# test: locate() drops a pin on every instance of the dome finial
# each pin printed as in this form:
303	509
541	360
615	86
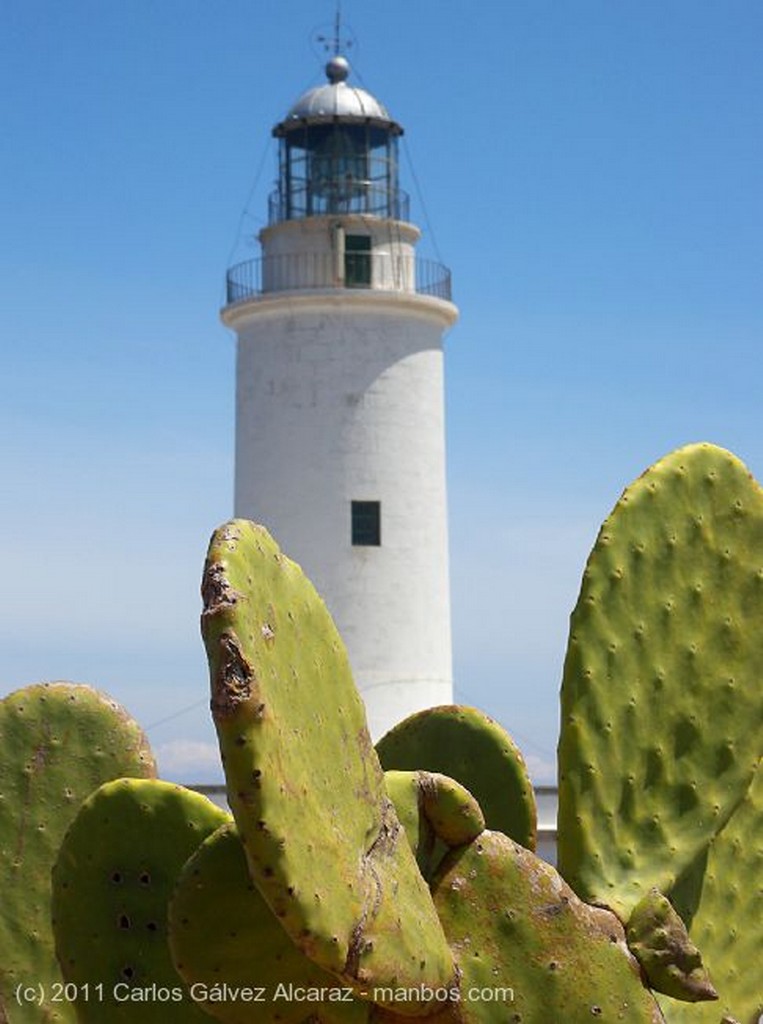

================================

### Exercise requirements
Would you mind repeating the records above exactly, without the pictures?

### Response area
# test: locate() drops a pin on every instance of the dome finial
# each pin printed as in this form:
303	509
541	360
615	86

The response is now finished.